▸ Exercise objective: Copy exactly the lines that run from the one containing "Guideline: every ruined" through the end of the entries, both ends included.

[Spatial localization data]
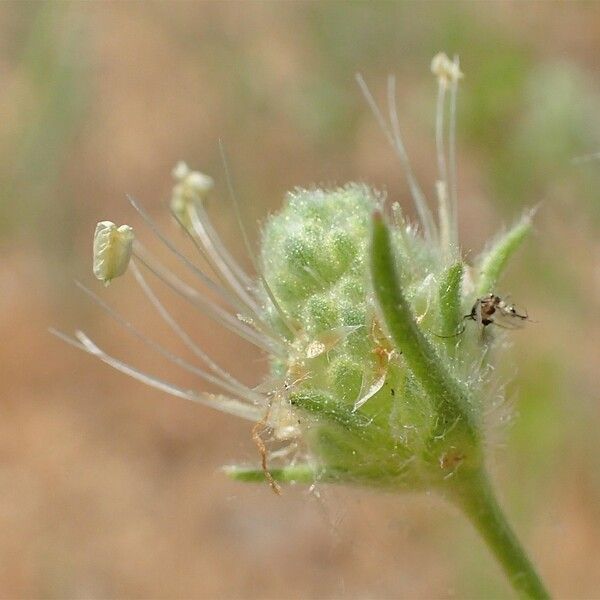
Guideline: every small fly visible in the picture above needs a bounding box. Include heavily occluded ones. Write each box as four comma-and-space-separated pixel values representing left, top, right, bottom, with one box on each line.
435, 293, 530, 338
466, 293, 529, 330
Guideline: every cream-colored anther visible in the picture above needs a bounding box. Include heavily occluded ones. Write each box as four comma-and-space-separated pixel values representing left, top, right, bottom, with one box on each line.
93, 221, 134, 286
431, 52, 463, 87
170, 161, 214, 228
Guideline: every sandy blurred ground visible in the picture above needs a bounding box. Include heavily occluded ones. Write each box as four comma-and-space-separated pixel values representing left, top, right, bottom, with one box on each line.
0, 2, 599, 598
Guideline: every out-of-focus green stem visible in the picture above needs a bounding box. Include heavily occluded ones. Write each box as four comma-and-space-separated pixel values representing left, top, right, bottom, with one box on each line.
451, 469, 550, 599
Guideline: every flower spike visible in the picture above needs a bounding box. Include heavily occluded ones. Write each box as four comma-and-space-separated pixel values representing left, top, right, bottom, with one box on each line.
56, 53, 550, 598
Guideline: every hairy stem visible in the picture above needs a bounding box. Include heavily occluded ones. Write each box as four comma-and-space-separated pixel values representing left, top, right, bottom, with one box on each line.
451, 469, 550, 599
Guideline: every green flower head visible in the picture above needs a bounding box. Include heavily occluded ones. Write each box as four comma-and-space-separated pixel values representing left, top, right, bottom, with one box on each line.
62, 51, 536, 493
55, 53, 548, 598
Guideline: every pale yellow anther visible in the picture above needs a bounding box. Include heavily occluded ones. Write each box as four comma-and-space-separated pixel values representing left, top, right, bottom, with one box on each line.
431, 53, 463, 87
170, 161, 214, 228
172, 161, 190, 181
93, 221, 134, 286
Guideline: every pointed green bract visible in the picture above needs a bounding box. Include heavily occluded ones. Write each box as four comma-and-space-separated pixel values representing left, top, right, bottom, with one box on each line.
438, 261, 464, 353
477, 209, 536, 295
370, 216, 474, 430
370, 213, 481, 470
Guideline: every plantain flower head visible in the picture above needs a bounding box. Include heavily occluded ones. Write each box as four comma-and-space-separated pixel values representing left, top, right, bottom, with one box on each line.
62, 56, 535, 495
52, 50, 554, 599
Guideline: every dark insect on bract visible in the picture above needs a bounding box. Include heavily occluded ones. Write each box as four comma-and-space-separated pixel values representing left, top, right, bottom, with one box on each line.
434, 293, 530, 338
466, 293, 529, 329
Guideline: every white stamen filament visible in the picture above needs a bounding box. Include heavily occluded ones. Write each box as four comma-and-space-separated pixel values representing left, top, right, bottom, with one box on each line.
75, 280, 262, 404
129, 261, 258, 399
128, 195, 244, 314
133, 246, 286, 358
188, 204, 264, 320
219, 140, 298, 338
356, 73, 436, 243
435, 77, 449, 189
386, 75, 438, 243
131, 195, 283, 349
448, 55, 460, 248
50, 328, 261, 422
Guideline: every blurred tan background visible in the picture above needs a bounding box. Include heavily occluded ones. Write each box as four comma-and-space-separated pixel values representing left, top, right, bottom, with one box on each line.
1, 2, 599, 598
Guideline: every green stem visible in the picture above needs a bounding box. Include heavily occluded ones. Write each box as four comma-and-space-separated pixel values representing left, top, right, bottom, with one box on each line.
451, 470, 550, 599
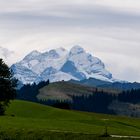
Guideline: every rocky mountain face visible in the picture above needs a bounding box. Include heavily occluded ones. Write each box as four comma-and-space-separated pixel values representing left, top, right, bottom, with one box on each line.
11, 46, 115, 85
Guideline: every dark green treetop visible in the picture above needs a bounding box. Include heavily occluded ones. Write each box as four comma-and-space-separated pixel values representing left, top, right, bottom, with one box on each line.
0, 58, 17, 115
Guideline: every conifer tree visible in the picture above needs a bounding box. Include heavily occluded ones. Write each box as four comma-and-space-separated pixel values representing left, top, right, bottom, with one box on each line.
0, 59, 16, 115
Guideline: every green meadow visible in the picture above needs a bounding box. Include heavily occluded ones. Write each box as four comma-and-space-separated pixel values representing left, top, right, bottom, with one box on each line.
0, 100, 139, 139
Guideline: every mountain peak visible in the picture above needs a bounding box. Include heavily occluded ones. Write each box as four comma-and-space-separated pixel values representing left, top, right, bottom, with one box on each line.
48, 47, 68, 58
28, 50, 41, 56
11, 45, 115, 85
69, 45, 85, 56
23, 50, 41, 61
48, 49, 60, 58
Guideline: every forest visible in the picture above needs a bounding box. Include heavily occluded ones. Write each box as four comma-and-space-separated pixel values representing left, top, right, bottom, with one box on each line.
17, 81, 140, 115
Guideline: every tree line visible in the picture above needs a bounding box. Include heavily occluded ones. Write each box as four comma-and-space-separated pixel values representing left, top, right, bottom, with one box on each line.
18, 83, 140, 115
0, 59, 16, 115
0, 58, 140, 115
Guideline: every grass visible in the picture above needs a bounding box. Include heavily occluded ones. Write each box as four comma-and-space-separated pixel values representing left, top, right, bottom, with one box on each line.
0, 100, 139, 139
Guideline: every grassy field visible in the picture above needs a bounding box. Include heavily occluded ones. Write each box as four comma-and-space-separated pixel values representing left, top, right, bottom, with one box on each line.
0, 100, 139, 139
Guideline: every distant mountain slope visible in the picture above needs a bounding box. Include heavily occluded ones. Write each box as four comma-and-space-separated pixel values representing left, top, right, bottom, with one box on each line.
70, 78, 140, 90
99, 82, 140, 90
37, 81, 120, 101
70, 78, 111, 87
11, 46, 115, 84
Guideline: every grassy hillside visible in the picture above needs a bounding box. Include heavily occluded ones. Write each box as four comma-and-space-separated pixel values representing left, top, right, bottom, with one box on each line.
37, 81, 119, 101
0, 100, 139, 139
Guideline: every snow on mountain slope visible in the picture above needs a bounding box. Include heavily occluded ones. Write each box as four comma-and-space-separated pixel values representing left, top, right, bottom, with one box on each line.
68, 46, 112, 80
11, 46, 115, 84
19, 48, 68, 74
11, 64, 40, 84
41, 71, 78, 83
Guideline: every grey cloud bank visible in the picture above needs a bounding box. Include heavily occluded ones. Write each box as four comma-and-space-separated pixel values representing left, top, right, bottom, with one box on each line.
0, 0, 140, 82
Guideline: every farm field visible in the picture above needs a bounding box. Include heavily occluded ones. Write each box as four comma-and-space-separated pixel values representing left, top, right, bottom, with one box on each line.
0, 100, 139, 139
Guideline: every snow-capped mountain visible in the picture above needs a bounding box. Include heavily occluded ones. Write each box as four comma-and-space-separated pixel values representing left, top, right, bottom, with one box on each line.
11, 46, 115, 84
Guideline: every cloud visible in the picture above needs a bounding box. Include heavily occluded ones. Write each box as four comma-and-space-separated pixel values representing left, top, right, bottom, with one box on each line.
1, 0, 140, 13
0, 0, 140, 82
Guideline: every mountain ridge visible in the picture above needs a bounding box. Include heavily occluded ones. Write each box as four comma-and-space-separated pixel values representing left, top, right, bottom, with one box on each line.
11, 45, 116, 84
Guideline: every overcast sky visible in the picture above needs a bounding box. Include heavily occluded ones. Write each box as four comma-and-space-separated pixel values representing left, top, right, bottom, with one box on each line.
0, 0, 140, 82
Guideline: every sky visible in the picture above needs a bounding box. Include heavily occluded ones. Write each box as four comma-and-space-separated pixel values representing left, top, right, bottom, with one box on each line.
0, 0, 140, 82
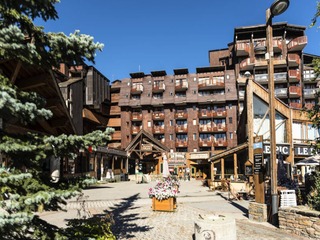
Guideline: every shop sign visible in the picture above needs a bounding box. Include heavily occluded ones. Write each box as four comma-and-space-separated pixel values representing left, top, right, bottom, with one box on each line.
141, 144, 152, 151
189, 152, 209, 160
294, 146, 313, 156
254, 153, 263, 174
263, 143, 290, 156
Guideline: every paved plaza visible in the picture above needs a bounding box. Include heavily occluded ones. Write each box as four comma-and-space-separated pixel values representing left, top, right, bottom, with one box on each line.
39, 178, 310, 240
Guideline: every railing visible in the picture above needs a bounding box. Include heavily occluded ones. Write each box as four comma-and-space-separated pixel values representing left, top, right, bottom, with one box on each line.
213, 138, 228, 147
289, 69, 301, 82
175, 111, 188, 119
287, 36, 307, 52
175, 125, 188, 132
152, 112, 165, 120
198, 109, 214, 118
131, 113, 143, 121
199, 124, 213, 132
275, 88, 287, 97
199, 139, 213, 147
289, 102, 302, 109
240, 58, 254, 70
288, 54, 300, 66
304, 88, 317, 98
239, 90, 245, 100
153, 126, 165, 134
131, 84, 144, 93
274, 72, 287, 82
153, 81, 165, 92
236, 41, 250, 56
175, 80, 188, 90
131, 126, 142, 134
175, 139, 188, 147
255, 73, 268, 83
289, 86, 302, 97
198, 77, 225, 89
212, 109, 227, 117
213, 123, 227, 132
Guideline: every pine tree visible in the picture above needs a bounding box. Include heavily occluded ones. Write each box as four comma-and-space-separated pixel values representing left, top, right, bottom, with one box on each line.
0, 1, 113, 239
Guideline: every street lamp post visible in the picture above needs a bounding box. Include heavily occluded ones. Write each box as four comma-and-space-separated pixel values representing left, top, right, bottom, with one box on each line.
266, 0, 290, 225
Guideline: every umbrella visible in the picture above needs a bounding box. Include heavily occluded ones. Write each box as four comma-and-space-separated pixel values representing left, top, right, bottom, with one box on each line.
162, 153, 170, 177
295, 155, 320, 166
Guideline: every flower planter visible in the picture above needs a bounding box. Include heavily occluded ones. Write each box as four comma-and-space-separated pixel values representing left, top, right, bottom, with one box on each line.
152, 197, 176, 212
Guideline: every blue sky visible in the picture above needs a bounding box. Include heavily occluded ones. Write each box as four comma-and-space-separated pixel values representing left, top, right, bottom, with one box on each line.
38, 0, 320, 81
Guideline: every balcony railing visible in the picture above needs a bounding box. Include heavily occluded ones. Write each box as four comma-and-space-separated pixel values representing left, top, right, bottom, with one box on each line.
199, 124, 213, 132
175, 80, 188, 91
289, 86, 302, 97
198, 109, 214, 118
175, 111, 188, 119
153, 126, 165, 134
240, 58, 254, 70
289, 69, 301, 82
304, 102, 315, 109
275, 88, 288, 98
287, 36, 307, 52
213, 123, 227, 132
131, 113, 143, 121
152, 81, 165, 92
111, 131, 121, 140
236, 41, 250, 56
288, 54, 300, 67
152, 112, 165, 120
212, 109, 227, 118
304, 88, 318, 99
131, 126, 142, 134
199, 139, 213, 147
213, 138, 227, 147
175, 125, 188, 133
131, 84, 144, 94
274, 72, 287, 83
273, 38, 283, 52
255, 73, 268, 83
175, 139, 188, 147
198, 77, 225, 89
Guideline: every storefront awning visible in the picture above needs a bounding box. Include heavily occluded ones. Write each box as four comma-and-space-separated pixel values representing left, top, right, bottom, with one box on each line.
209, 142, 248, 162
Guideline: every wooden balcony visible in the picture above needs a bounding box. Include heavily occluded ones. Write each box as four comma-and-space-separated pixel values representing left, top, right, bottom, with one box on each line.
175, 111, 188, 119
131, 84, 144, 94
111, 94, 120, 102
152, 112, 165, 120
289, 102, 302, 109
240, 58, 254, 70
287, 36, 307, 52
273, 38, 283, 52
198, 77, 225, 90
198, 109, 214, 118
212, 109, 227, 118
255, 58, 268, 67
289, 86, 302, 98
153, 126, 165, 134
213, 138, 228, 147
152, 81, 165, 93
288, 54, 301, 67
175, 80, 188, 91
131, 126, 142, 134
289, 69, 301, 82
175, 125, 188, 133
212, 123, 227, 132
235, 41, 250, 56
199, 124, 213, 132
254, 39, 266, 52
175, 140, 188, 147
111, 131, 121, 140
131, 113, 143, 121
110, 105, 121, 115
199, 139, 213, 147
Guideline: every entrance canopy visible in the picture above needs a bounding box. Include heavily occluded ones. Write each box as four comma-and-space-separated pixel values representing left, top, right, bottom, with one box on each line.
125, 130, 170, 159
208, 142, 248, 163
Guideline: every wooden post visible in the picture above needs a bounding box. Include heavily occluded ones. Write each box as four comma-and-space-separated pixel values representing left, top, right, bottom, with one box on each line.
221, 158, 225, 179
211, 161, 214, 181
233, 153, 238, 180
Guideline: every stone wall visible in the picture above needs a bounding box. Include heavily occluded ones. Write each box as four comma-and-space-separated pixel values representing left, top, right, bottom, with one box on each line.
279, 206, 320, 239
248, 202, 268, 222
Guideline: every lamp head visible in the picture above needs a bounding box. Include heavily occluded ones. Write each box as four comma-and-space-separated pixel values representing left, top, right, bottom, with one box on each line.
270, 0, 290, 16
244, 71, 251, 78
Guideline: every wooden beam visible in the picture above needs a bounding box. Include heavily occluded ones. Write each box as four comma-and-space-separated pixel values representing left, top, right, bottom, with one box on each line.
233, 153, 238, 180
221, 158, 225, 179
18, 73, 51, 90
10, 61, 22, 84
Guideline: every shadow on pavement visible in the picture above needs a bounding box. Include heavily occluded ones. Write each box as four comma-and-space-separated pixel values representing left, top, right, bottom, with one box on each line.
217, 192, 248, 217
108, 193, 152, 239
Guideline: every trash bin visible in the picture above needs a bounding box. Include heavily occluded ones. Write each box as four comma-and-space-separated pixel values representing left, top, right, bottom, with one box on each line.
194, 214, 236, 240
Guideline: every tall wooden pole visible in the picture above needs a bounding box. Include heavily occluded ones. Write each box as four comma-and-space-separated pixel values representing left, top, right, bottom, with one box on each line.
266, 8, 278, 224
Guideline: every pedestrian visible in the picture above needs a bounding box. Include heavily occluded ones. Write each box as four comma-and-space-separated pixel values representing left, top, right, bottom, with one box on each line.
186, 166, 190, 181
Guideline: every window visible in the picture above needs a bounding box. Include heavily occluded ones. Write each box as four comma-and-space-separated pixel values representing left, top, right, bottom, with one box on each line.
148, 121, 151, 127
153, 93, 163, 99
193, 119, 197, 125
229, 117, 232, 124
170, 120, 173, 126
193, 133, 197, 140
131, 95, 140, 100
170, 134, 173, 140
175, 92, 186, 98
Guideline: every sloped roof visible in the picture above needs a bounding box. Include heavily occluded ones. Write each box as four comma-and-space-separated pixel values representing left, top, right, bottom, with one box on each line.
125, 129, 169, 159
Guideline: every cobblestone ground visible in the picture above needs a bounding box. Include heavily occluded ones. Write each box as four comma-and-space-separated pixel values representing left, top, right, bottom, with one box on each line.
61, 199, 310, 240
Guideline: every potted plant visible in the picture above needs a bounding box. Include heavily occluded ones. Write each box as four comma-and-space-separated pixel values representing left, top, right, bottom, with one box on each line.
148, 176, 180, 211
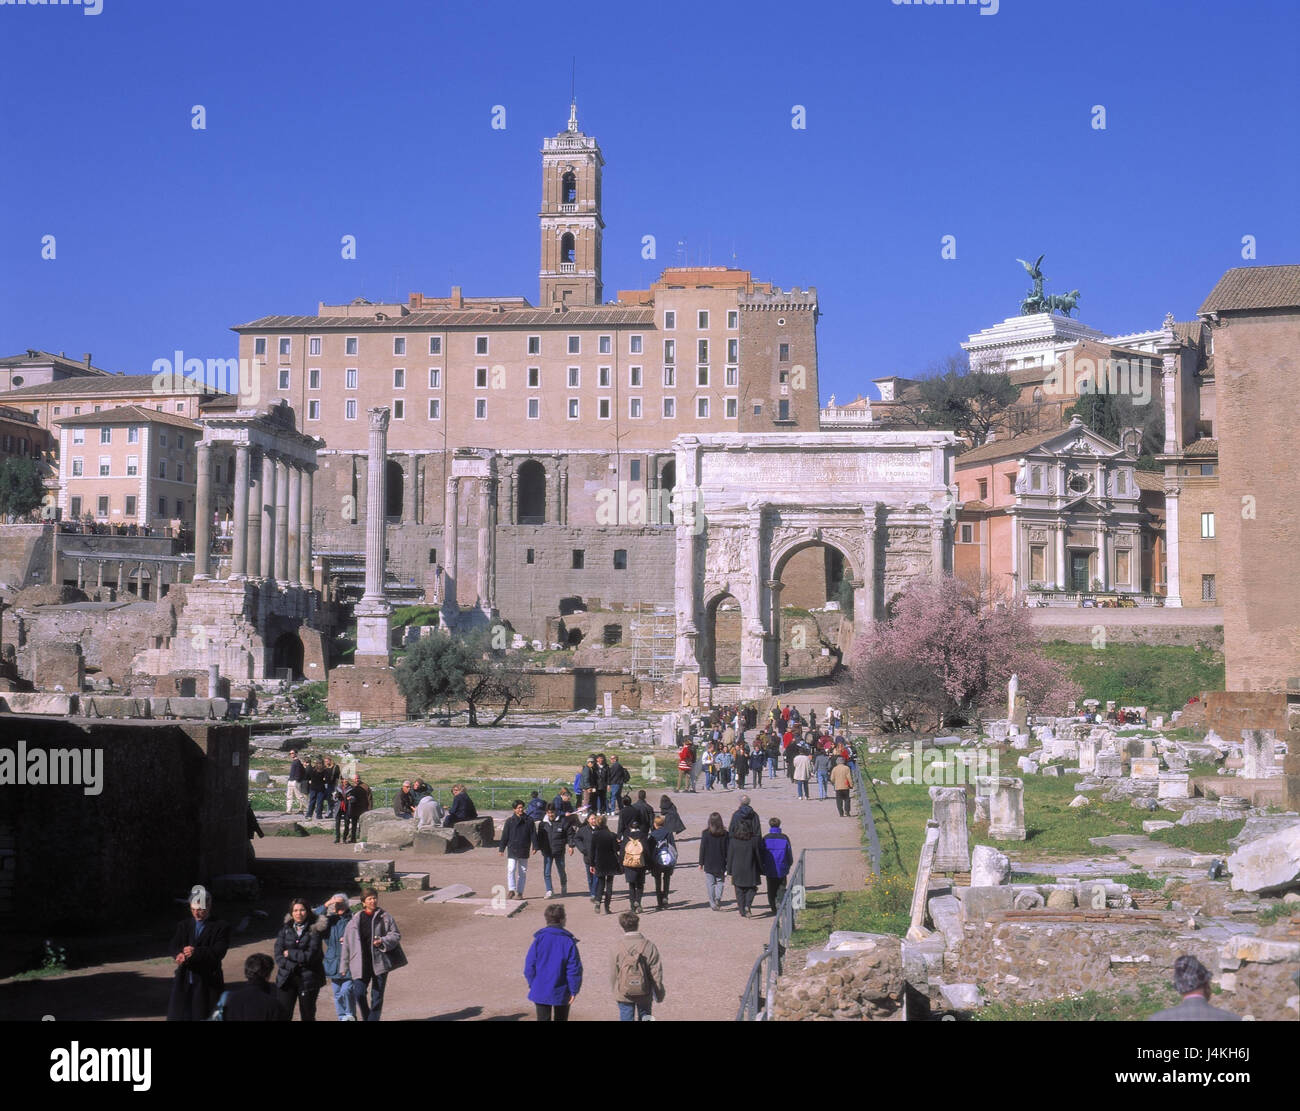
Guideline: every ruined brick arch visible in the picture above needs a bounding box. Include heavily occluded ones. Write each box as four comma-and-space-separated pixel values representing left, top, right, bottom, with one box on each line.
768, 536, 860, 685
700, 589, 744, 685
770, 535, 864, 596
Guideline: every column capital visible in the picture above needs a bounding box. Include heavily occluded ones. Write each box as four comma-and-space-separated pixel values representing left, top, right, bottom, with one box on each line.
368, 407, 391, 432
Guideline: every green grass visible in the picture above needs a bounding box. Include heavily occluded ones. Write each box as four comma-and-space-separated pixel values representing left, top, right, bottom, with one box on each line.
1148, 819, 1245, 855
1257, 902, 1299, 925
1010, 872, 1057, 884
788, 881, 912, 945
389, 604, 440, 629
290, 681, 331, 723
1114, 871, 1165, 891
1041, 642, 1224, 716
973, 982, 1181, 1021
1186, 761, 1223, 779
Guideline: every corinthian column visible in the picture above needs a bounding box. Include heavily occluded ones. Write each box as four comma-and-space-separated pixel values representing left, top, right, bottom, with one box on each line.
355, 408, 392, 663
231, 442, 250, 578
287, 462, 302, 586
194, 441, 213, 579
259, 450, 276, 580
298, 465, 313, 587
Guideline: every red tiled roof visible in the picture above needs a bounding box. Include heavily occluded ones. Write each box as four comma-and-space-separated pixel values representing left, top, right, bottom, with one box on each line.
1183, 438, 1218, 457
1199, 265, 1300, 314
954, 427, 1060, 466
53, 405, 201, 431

▸ Task response:
Guideline: every ruined brick arch visible in the picture above needs a bounding box. Include heavily occluded ones. Write each box as four comma-and-space-separated pixel values representing left, top, right, bottom, with one box on each line.
768, 536, 860, 685
700, 589, 744, 685
770, 535, 864, 596
Guideline: every column capital visible in the picture above needs a bounding box. Include heavily occluded ones. Write each box as four comma-and-space-separated pixel values representing left, top, right, bottom, with one box on each line.
368, 407, 391, 432
Guideline: every green grass visible in the picture above needs a bounding box. Include heavily occluded ones. Write each box as four comma-and-space-separated pixel values representing left, top, right, bottom, with one box on each line.
1148, 819, 1245, 855
1257, 902, 1299, 925
1010, 872, 1057, 884
788, 881, 912, 945
389, 604, 440, 629
290, 681, 331, 723
1114, 871, 1165, 891
1041, 642, 1224, 716
973, 982, 1181, 1021
1186, 761, 1223, 779
Guideline: every corinthian column visible in the picture above needs a bounding box. Include heavily occluded ones. Write each box as four comma-and-space-separated pixel values representing left, top, right, bottom, with one box on each line.
355, 408, 392, 663
231, 442, 250, 578
287, 462, 302, 586
194, 441, 213, 579
259, 450, 276, 580
298, 465, 313, 587
Guideline: every red tiled roof visible in the picture above needs a bounding box. Include heavily occluded ones. Write each box as four comma-and-space-separated pixel values representing left, top, right, bottom, with one box on each line.
1183, 438, 1218, 457
1199, 265, 1300, 314
954, 427, 1060, 466
53, 405, 201, 431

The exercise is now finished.